== Data in this exercise ==
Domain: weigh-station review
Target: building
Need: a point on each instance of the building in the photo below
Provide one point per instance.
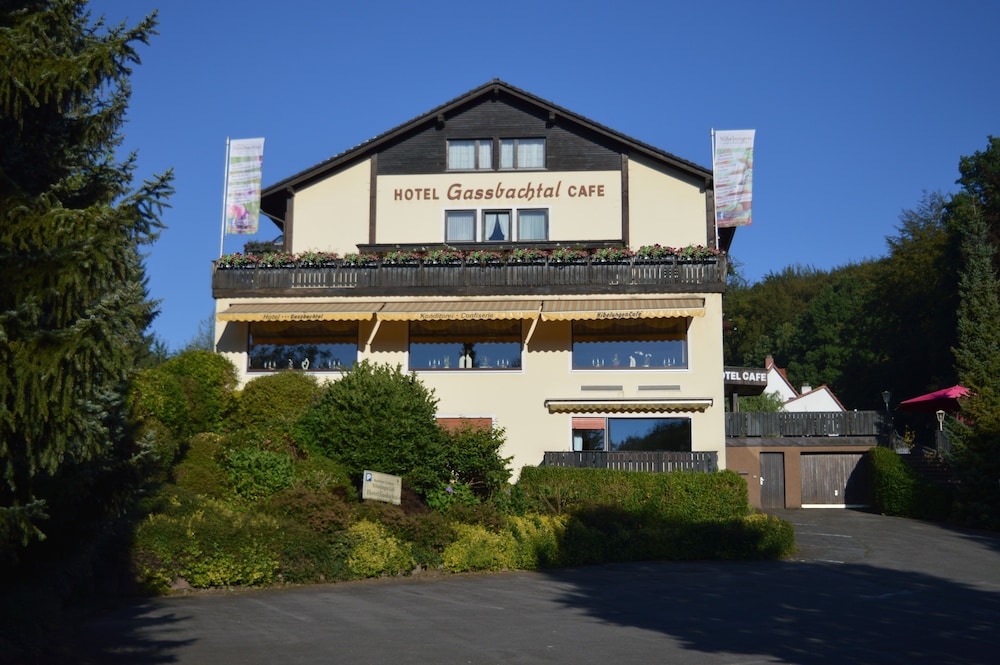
(806, 400)
(514, 255)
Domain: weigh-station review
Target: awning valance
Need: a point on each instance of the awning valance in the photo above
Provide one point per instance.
(622, 308)
(314, 311)
(459, 310)
(625, 405)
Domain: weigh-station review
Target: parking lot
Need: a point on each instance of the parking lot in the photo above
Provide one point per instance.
(863, 588)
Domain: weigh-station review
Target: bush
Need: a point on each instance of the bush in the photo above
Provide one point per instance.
(677, 496)
(206, 543)
(374, 551)
(255, 474)
(199, 470)
(207, 380)
(275, 398)
(375, 417)
(899, 490)
(476, 548)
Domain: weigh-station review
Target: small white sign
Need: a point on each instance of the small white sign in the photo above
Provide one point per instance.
(381, 487)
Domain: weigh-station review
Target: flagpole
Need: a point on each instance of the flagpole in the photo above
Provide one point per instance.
(225, 197)
(715, 199)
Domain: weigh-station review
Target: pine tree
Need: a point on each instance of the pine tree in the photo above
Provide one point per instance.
(73, 301)
(976, 434)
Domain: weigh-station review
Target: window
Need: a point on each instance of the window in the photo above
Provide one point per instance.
(522, 153)
(303, 345)
(465, 345)
(630, 434)
(641, 344)
(470, 155)
(496, 226)
(460, 226)
(532, 225)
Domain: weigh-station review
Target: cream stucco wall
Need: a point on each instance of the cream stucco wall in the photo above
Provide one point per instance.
(411, 208)
(663, 208)
(515, 399)
(332, 215)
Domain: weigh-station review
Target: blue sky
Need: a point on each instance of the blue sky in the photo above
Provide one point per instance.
(860, 106)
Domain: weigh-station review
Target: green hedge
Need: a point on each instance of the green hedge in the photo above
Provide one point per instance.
(674, 496)
(899, 490)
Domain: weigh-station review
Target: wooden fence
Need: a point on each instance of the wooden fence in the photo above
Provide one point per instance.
(658, 461)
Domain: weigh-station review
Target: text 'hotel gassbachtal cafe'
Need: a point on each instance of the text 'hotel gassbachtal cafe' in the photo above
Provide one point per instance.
(535, 269)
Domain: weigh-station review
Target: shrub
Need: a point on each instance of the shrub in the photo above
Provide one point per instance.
(199, 470)
(207, 380)
(476, 548)
(206, 543)
(376, 417)
(899, 490)
(374, 551)
(255, 474)
(275, 398)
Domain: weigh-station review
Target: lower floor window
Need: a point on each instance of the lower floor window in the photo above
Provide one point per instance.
(630, 343)
(460, 345)
(632, 434)
(303, 345)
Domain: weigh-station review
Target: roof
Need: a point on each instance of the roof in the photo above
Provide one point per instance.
(278, 190)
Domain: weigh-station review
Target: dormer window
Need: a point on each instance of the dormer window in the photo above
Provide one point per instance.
(477, 154)
(470, 155)
(522, 153)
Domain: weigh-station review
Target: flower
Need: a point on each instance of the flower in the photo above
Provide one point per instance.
(566, 255)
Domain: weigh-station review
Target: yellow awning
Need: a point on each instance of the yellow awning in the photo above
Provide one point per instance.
(625, 405)
(312, 311)
(459, 310)
(622, 308)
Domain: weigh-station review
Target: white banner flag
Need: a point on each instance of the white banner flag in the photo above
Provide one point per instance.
(243, 177)
(733, 167)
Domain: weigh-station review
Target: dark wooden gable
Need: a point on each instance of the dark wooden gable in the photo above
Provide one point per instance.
(568, 146)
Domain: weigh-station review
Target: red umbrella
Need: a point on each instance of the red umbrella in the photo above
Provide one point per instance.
(945, 399)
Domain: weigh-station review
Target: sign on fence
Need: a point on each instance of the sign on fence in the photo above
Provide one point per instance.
(381, 487)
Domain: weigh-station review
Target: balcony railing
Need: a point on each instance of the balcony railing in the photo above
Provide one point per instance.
(632, 276)
(847, 423)
(635, 460)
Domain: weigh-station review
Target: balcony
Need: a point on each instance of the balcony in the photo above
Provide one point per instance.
(543, 277)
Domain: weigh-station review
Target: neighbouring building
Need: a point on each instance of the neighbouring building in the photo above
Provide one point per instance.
(539, 271)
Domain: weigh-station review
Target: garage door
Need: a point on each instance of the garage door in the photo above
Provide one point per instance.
(835, 480)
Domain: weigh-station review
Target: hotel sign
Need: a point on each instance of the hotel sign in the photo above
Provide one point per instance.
(382, 487)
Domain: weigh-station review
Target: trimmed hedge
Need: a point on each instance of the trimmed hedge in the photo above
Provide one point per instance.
(899, 490)
(673, 496)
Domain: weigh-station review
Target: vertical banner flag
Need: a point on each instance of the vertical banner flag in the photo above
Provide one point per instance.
(733, 166)
(243, 176)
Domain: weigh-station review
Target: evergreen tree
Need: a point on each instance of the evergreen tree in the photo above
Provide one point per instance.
(73, 301)
(976, 435)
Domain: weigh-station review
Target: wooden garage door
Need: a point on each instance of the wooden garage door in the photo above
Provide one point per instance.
(835, 479)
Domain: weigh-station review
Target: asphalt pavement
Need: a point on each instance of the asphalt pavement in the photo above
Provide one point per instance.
(863, 588)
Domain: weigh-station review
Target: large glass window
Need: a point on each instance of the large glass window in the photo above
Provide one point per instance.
(641, 344)
(632, 434)
(465, 345)
(522, 153)
(303, 345)
(470, 155)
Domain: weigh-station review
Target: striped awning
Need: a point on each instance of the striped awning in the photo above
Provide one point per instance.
(312, 311)
(622, 308)
(459, 310)
(652, 405)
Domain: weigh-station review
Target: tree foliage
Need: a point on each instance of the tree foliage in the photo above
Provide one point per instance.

== What you are asked to do ==
Copy every record exactly, without the pictures.

== Task output ==
Domain: weigh-station review
Target: building
Need: a point on each instance of the building in the photo below
Provide one point per instance.
(806, 400)
(514, 255)
Domain: weigh-station review
Target: awning valance
Need: a point on each instance of the awning valance in the photo above
Provide one point per instance.
(622, 308)
(314, 311)
(459, 310)
(625, 405)
Domain: weigh-station review
Target: parking lot
Need: a point on each instance of the parking lot in the photo above
Provide one point per instance.
(863, 588)
Domain: weigh-station review
Target: bush
Need: a point on each instance of the bush in the photo above
Provide one point per instance.
(677, 496)
(206, 543)
(374, 551)
(255, 474)
(199, 470)
(207, 380)
(275, 398)
(375, 417)
(899, 490)
(476, 548)
Domain: weigh-station review
Target: small white sign
Need: a point on each instance of the small white sign in the photo above
Provide one point per instance.
(381, 487)
Domain: weigh-station review
Target: flagpole
Need: a point on each instance of the flagpole in the photo above
Provide one point per instance.
(225, 197)
(715, 199)
Domain: weigh-station review
Target: pine tree
Need: a point on each instance of the pine tree in the photo above
Provide one point per instance.
(73, 301)
(976, 434)
Domain: weigh-station review
Target: window
Need: a point on each instance of the window in the photo above
Provide one point per instance.
(522, 153)
(303, 345)
(465, 345)
(630, 434)
(641, 344)
(470, 155)
(496, 226)
(460, 226)
(532, 225)
Domain: weigh-station review
Target: cream stucco wall
Need: a point on each instance of the cream stucco wall in the photo above
Provide one point per instance.
(411, 208)
(663, 208)
(515, 399)
(332, 215)
Domain: weigh-station review
Target: blue sky
Need: a point on each instance of the blue sky in the photo above
Provide one point per instance.
(860, 106)
Domain: weigh-station review
Target: green hedge
Need: a point on each instance of the green hedge in the photo above
Provide one point per instance.
(674, 496)
(899, 490)
Domain: weigh-station review
Target: wooden fence
Need: a point on each instance of the wooden fence in the photo above
Provide one point per instance.
(658, 461)
Domain: weigh-station review
Target: text 'hotel gassbachtal cafe'
Need: a point on each instance of the text 'hotel gassbachtal cafe' in the photo above
Provide one point per instance.
(535, 269)
Domain: weigh-station review
Target: shrub
Need: a point on each instance of the shrub in the photo above
Provide one point per instance.
(199, 470)
(207, 380)
(476, 548)
(206, 543)
(376, 417)
(899, 490)
(374, 551)
(255, 474)
(275, 398)
Domain: weigh-station review
Target: lower floor window
Need: a point on each instance of the lower floor window in the photo above
Provide one point per instance.
(630, 343)
(460, 345)
(632, 434)
(303, 345)
Domain: weigh-station review
Target: roof
Need: a point on each instance of the roof in the photo above
Provide one point per instance.
(278, 190)
Domain: weigh-station review
Target: dormer window
Need: a point on each instance of the dormer window in the photo above
Provide one point per instance.
(477, 154)
(470, 155)
(522, 153)
Domain: weigh-station review
Target: flower
Need: a point on each instance of the flower in the photo above
Provide one point per instance.
(566, 255)
Domain: weigh-station review
Target: yellow awning
Need: a point on each instance of the yellow awning in the photo above
Provide one point per instance.
(625, 405)
(312, 311)
(459, 310)
(622, 308)
Domain: weigh-station review
Target: white banner flag
Need: a point on each instance of the white banner flag in the photo above
Provide one point per instance.
(243, 177)
(733, 167)
Domain: weigh-station review
Target: dark wooden gable
Need: a point on each instance of the dark wooden gable in the photo above
Provide one point per instance.
(568, 146)
Domain: weigh-station review
Target: red umbrella
Need: a point on each instance of the red umbrella in the photo above
Provide one point per instance.
(945, 399)
Domain: weigh-station review
Target: sign on fence
Need: a point on each instance of the sign on fence in the photo above
Provide one point per instance.
(381, 487)
Domain: weigh-station review
Target: balcony railing
Need: a point on each instance of the balcony railing in the photo above
Provide one point per instance.
(632, 276)
(847, 423)
(635, 460)
Domain: weigh-station review
Target: balcony
Need: a point on each instance of the balcony in the photo above
Provide one point per instance.
(543, 277)
Domain: weigh-station review
Target: neighbouring building
Need: a point on each instance of the neighbouring building in the photo above
Provide one point per instance.
(539, 271)
Domain: weigh-station review
Target: garage door
Need: a point on each instance of the garage door in the photo above
Provide one point per instance.
(835, 480)
Domain: weigh-station review
Target: hotel sign
Need: a point on each instance of the hotel sign in the photo above
Provide one point per instance.
(382, 487)
Domain: weigh-station review
Target: trimmed hedge
Need: a point on each instance of the trimmed hedge in the photo above
Provide one point per instance.
(899, 490)
(673, 496)
Domain: weigh-station review
Target: vertical banner flag
Need: a point on each instance of the vertical banner flag in the photo above
Provide one point per instance.
(733, 166)
(243, 176)
Domain: weigh-station review
Target: evergreen tree
Need: a point on each instance of the evergreen tree in the photo above
Provide one point per instance.
(73, 301)
(976, 435)
Domain: weigh-station review
Target: wooden garage door
Need: a point on each instance of the wooden garage door in the photo above
Provide one point per instance.
(835, 479)
Domain: weigh-station review
Target: asphalt pavement
Need: a point on each instance of the asphalt pavement in the photo above
Provide one point per instance.
(863, 588)
Domain: weigh-station review
Target: large glass window
Need: a point on each instance of the large glass window in the photo above
Provide one point per instance.
(641, 344)
(632, 434)
(465, 345)
(522, 153)
(303, 345)
(470, 155)
Domain: weigh-station review
Target: striped awning
Need: a point on each instance of the striped awning in the photo above
Provide one point per instance.
(312, 311)
(622, 308)
(459, 310)
(652, 405)
Domain: weigh-station review
Target: tree foliage
Need: a point on each instance of the tree foliage in the photo above
Provide one point per instance.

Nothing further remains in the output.